» Written task
Lay out the listing as a two-column Markdown table, headed "Row" and "Line", covering everything from the line containing "Objective — drop a marker on each instance of the orange" down to the line containing "[[331, 219], [462, 496]]", both included. Leave out blank lines and give only those rows.

==== Available data ====

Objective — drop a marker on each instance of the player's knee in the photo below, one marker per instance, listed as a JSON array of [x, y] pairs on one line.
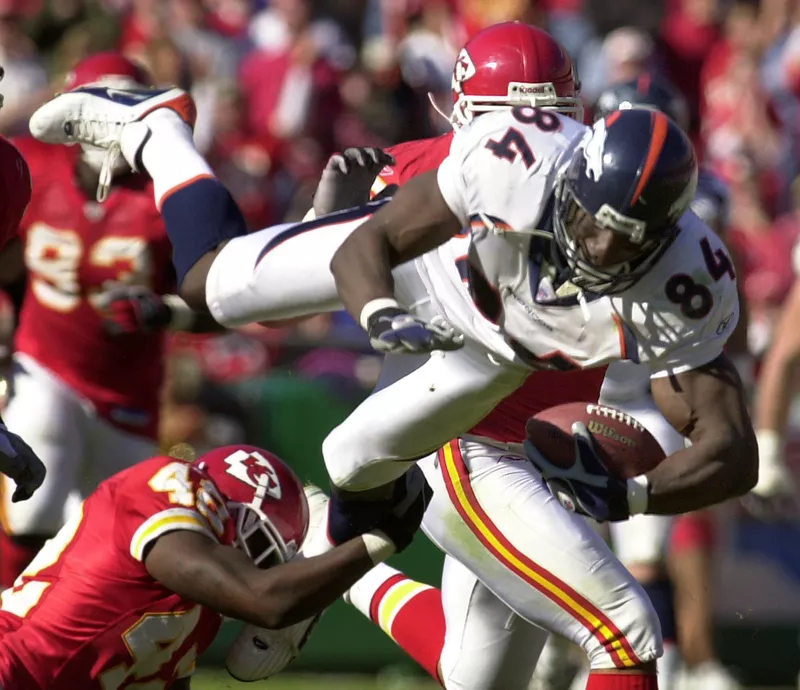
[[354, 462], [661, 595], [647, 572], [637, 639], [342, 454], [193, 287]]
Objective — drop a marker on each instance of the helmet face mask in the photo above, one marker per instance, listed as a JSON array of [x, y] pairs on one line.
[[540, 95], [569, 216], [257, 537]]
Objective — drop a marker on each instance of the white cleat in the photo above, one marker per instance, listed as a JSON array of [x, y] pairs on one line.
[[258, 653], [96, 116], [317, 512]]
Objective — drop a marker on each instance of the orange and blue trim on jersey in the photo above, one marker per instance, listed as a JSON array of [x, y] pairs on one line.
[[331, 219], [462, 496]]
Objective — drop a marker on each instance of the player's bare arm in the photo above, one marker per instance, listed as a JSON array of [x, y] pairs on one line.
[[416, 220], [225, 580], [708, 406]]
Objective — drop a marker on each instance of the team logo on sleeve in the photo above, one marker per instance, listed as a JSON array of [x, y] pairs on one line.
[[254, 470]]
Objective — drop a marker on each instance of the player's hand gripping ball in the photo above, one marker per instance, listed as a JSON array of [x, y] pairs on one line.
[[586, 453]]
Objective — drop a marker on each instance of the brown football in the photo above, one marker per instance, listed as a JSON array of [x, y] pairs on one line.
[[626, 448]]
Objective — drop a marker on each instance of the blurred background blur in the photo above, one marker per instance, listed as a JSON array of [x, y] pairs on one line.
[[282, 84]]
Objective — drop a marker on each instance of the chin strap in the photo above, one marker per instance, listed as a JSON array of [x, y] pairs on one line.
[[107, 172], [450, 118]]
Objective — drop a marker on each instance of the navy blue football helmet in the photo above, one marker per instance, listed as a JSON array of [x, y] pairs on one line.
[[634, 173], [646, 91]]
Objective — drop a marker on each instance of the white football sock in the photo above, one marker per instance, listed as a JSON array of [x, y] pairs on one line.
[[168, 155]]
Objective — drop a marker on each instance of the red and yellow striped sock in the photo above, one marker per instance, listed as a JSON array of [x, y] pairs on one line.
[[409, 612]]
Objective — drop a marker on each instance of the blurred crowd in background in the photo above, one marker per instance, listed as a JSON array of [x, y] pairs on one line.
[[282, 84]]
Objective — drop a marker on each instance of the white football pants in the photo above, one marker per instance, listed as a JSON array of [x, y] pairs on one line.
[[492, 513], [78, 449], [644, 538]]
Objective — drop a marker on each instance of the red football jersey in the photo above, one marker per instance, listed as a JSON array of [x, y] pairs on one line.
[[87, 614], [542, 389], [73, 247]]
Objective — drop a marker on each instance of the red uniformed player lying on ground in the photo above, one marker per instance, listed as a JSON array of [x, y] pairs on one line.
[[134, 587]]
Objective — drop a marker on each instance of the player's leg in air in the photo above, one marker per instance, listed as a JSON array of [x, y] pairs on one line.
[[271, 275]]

====

» Worked answer
| Row | Line |
|---|---|
| 1 | Objective — drop a marker on each instance of the orange and blue trim on jersey in the photo above, one marker per instance, listed as a JSON array of [x, y] pairs on one line. |
| 2 | [[331, 219], [462, 496]] |